**EXERCISE TASK:** Reproduce every line of the material from its start through the line containing "(647, 1039)", scaling each answer coordinate by 0.95 and rounding to whole numbers (halves round up). Leave all other text unchanged.

**EXERCISE INPUTS:**
%%

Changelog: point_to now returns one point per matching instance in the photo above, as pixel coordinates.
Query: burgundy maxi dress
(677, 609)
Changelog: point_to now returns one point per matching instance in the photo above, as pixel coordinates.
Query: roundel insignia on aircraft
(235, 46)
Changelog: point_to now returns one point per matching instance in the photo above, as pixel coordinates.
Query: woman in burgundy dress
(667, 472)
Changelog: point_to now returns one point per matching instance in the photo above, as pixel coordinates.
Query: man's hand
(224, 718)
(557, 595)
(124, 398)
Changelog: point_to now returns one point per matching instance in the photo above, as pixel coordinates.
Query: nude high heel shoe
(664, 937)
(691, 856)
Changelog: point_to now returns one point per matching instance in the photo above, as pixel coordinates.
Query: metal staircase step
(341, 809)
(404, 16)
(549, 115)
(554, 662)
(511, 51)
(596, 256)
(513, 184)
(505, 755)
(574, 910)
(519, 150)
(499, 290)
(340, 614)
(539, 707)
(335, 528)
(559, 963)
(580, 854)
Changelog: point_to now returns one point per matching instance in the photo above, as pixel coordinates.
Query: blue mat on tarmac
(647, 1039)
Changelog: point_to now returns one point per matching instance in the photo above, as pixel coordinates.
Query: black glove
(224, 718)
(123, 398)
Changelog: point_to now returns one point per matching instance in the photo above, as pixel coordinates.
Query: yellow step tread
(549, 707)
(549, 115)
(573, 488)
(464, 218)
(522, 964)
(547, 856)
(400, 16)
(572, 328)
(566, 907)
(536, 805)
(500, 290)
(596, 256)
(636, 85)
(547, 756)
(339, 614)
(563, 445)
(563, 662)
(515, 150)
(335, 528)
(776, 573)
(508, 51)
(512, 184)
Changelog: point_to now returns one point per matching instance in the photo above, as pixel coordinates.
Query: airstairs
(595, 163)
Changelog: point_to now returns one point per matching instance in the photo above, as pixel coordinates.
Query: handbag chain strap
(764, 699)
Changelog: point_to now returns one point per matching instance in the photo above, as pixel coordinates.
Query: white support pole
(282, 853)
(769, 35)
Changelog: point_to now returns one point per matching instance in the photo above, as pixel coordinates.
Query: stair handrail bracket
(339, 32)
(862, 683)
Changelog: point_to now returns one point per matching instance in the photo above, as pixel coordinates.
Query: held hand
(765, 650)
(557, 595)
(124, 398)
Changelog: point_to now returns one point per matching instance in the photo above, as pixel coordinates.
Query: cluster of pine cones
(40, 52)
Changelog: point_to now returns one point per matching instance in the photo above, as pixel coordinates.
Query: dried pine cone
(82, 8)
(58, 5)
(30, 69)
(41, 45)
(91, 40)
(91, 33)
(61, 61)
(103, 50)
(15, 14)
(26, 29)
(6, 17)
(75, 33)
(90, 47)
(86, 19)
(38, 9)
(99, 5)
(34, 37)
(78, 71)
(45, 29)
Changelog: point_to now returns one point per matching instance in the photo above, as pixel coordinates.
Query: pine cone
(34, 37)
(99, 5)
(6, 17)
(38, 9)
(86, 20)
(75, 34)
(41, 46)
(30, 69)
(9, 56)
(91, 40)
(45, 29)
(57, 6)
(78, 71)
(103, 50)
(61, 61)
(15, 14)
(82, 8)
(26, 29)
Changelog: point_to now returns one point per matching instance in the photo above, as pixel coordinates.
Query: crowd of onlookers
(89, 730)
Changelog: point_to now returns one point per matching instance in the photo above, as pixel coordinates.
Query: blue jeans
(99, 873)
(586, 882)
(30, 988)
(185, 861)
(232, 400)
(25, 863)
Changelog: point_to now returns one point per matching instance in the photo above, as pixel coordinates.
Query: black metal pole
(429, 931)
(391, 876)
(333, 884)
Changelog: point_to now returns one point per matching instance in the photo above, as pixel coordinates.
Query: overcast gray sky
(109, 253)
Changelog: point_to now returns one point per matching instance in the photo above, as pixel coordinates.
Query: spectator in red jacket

%%

**OUTPUT OF THE EXERCISE:**
Changelog: point_to now returns one point per matching instance in the photo above, as pixel coordinates.
Query: burgundy maxi dress
(643, 579)
Changelog: point_to now returns one point per matching instance in the photo above, as pixel coordinates.
Query: roundel insignia on aircraft
(223, 44)
Changelog: point_to now returns one point per matching instance in the photo above, as pixel coordinates.
Query: woman in burgundy dress
(634, 448)
Changelog: point_to now returns one point per matching instance in the photo above, as pixel coordinates.
Query: man's hand
(213, 682)
(529, 565)
(118, 378)
Changelog: point_to now returns one point per matching instance in the photo above, as pixel coordinates.
Query: nude high heel shoe
(631, 890)
(656, 813)
Changelog: point_to now returns one point per matching instance in the photo above, as pixel coordinates.
Query: metal staircase step
(324, 769)
(384, 15)
(522, 109)
(526, 629)
(485, 48)
(566, 243)
(487, 175)
(480, 717)
(545, 865)
(493, 143)
(474, 276)
(323, 583)
(512, 672)
(318, 502)
(531, 915)
(551, 811)
Changelog: point_to now returns one point per matching instance in the photo above, as pixel coordinates.
Query: blue mat on tarmac
(615, 987)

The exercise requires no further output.